### [TASK STATEMENT]
Please rewrite the records from the line with "Can you find the yellow flower?" up to and including the line with "[[190, 557]]", changing "foliage" to "leafy growth" and leaving everything else the same.

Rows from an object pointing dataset
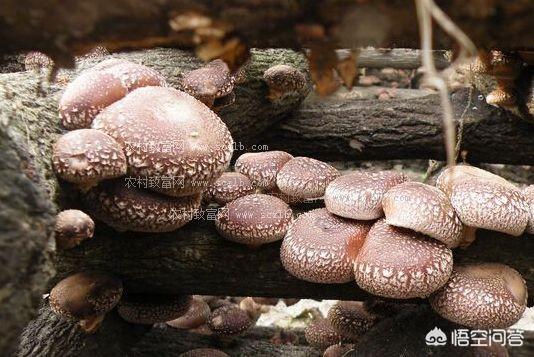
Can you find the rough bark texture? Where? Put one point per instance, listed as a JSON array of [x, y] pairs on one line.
[[63, 29]]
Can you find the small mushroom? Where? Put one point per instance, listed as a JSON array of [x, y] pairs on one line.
[[210, 82], [229, 320], [148, 309], [169, 134], [401, 264], [484, 200], [262, 167], [72, 227], [350, 319], [86, 297], [359, 195], [283, 80], [305, 178], [100, 86], [134, 209], [319, 247], [320, 334], [424, 209], [87, 156], [484, 296], [228, 187], [254, 219], [197, 315]]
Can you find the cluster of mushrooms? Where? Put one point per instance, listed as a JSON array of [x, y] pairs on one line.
[[392, 236]]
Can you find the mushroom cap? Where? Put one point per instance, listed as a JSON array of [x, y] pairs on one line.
[[305, 178], [401, 264], [358, 195], [152, 308], [484, 200], [320, 334], [196, 315], [350, 319], [528, 193], [229, 320], [87, 156], [424, 209], [98, 87], [168, 133], [72, 227], [262, 167], [254, 219], [85, 295], [134, 209], [319, 247], [228, 187], [485, 296]]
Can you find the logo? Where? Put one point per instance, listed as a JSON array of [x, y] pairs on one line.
[[436, 337]]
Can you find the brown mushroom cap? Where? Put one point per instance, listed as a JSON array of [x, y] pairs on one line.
[[485, 296], [228, 187], [358, 195], [528, 193], [320, 334], [85, 297], [152, 308], [319, 247], [229, 320], [87, 156], [424, 209], [401, 264], [72, 227], [262, 167], [197, 315], [484, 200], [100, 86], [350, 319], [187, 142], [254, 219], [305, 178], [134, 209]]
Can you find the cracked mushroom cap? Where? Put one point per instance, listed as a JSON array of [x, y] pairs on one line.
[[229, 320], [72, 227], [319, 247], [424, 209], [87, 156], [528, 193], [100, 86], [350, 319], [228, 187], [359, 195], [320, 334], [149, 309], [262, 167], [169, 134], [126, 207], [484, 200], [254, 219], [305, 178], [485, 296], [401, 264], [86, 297], [197, 315]]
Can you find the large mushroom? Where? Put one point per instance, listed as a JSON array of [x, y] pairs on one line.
[[169, 134], [86, 297], [401, 264], [359, 195], [485, 296], [424, 209], [319, 247], [254, 219]]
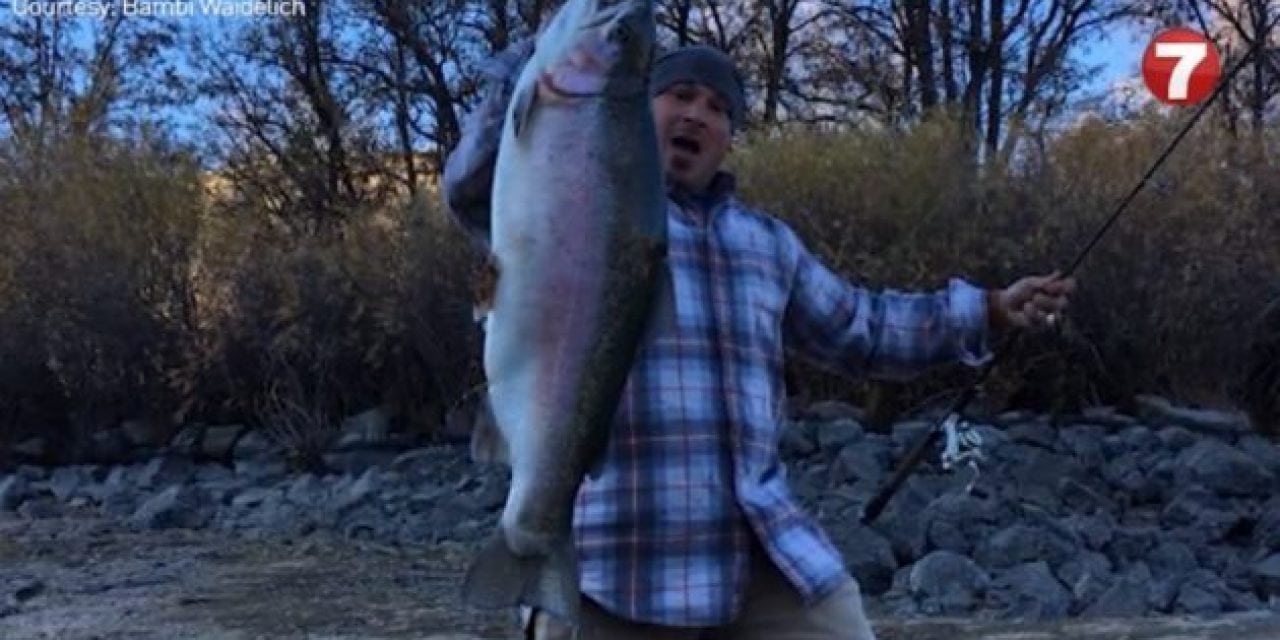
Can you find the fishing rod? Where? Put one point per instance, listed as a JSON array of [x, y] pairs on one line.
[[915, 455]]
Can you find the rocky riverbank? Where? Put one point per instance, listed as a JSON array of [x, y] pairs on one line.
[[1101, 516]]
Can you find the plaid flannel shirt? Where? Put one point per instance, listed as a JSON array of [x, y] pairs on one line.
[[693, 471]]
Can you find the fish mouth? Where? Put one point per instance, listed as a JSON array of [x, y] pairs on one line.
[[686, 145]]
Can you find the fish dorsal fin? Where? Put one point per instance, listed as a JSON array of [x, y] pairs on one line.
[[488, 444]]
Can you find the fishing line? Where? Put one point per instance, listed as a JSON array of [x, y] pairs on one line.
[[922, 444]]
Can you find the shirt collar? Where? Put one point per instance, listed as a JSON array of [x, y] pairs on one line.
[[722, 187]]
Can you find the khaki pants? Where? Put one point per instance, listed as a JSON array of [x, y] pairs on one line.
[[773, 611]]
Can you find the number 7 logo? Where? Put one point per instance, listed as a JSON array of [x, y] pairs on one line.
[[1180, 67]]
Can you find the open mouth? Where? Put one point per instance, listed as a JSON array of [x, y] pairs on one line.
[[688, 145]]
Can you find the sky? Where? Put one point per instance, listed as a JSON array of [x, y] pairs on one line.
[[1120, 53]]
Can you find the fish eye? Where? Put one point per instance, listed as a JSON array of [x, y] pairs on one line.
[[621, 33]]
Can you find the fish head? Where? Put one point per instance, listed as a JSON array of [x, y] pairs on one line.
[[630, 27], [595, 48]]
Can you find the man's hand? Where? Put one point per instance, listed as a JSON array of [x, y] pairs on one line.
[[1034, 301]]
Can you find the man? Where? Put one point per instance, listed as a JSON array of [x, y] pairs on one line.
[[690, 530]]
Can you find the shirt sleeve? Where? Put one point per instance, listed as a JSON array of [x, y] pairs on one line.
[[888, 336]]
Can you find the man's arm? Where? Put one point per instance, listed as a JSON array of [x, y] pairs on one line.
[[881, 334], [469, 170]]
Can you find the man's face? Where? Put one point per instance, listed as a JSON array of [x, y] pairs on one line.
[[694, 132]]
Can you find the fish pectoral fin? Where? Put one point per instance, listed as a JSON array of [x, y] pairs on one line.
[[488, 443], [499, 579], [484, 289], [524, 101], [662, 320]]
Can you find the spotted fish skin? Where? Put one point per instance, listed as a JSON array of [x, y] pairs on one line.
[[579, 242]]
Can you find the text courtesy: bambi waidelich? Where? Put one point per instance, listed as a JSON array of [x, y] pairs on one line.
[[158, 8]]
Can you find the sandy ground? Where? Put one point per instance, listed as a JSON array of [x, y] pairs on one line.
[[80, 579]]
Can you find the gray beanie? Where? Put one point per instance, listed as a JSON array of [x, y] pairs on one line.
[[707, 65]]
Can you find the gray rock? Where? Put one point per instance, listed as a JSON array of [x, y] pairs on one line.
[[67, 481], [214, 474], [109, 446], [1202, 593], [1171, 558], [27, 589], [219, 442], [492, 496], [1107, 417], [858, 462], [32, 472], [1224, 469], [958, 521], [869, 557], [1266, 533], [1087, 576], [13, 490], [1266, 452], [359, 460], [1132, 543], [164, 471], [371, 428], [1161, 411], [1141, 439], [1095, 530], [44, 507], [835, 435], [186, 442], [1127, 598], [252, 447], [952, 583], [901, 522], [1127, 476], [1029, 592], [831, 411], [176, 507], [906, 433], [1024, 543], [261, 470], [144, 434], [798, 440], [1010, 419], [1176, 438], [348, 494], [32, 448], [255, 496], [307, 490], [1084, 444], [1037, 434], [1266, 576], [1205, 516], [1080, 498]]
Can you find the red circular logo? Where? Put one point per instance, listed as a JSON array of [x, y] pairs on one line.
[[1180, 67]]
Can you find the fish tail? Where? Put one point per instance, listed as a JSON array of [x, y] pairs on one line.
[[501, 579]]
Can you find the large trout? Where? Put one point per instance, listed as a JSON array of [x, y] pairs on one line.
[[577, 241]]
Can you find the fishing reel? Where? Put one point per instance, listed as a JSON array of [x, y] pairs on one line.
[[961, 447]]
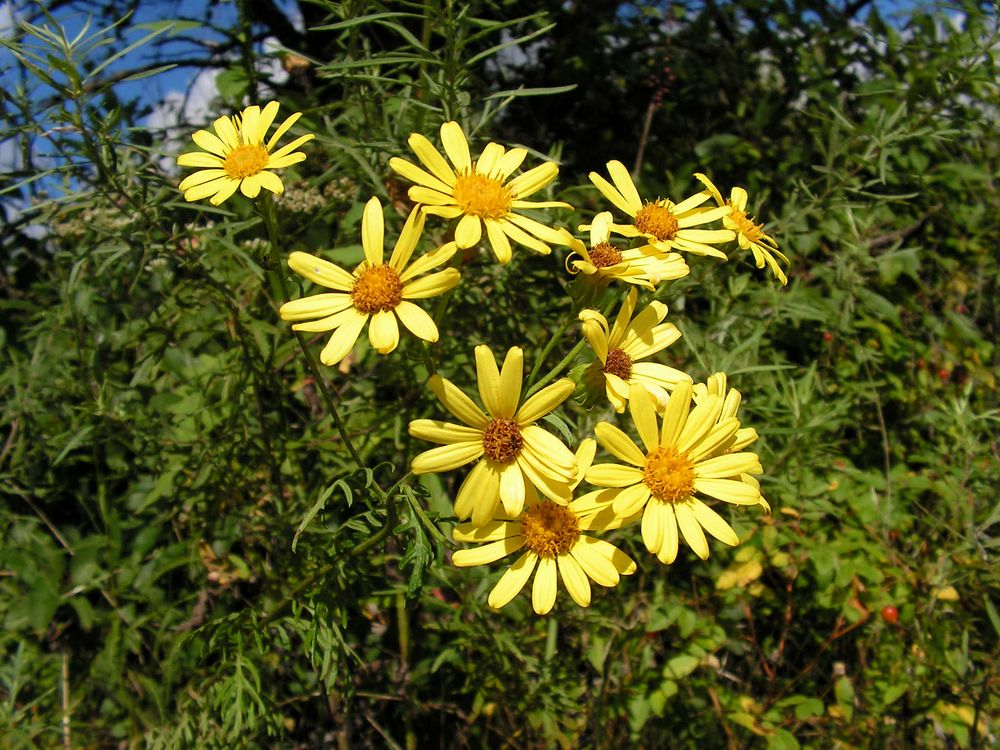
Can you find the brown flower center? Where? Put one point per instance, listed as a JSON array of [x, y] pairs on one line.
[[605, 255], [618, 363], [502, 440], [657, 220], [482, 196], [669, 475], [745, 225], [549, 530], [245, 161], [377, 289]]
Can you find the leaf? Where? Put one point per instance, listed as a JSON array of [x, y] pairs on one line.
[[316, 508]]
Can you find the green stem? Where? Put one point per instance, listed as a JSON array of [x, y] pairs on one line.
[[565, 361], [268, 213], [553, 340]]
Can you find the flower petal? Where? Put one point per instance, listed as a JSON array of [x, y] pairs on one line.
[[713, 523], [320, 271], [499, 242], [511, 582], [631, 499], [623, 182], [469, 231], [438, 431], [431, 158], [373, 232], [691, 530], [543, 592], [343, 340], [383, 331], [728, 490], [455, 401], [417, 321], [456, 146], [447, 457], [668, 546], [619, 445], [613, 475], [210, 142], [199, 159], [544, 401], [512, 491], [675, 414], [642, 407], [481, 487], [575, 579], [432, 285], [487, 553], [407, 240]]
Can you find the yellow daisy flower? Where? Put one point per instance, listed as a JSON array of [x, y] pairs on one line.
[[749, 233], [480, 192], [619, 349], [681, 462], [745, 436], [645, 266], [235, 156], [376, 290], [511, 450], [667, 225], [555, 543]]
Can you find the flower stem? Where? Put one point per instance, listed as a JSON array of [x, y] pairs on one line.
[[565, 361], [275, 270]]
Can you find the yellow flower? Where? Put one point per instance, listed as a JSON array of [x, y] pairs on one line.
[[646, 266], [743, 437], [620, 348], [682, 460], [749, 233], [237, 157], [554, 540], [480, 192], [667, 225], [512, 451], [375, 290]]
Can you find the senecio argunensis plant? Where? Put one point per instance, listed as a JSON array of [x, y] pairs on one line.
[[670, 469]]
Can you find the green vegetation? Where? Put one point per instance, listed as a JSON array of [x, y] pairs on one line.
[[191, 558]]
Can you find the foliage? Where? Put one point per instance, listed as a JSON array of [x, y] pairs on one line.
[[190, 557]]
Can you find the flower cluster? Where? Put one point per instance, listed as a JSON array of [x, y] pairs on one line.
[[521, 495]]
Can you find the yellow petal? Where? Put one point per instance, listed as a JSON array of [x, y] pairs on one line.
[[511, 582], [480, 490], [320, 271], [438, 431], [713, 523], [469, 231], [373, 232], [574, 579], [487, 553], [623, 182], [543, 592], [343, 340], [455, 401], [691, 530], [417, 321], [642, 407], [432, 285], [545, 401], [456, 146], [383, 331], [446, 457], [619, 445]]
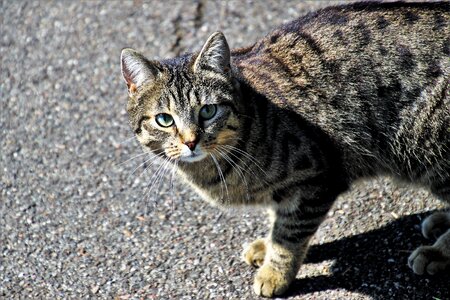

### [TASK RESULT]
Can you find the yellow flower? Where? Put one point per instance, listed as a JSON array of [x, y] pairs on one line.
[[646, 266], [743, 437], [620, 348], [682, 460], [749, 233], [237, 157], [554, 540], [480, 192], [667, 225], [512, 451], [375, 290]]
Can you find the senecio argunensis plant? Where? Put one point per instance, listed as a JSON array of [x, y] pairs on one line.
[[670, 469]]
Can you find the green vegetation? Where? Put one point per instance, listed as a JSON array of [x, y] pairs on one line.
[[191, 558]]
Can you find the leafy growth? Where? Put one point per instance, listed as a JSON array of [x, y] pairs on one line.
[[190, 557]]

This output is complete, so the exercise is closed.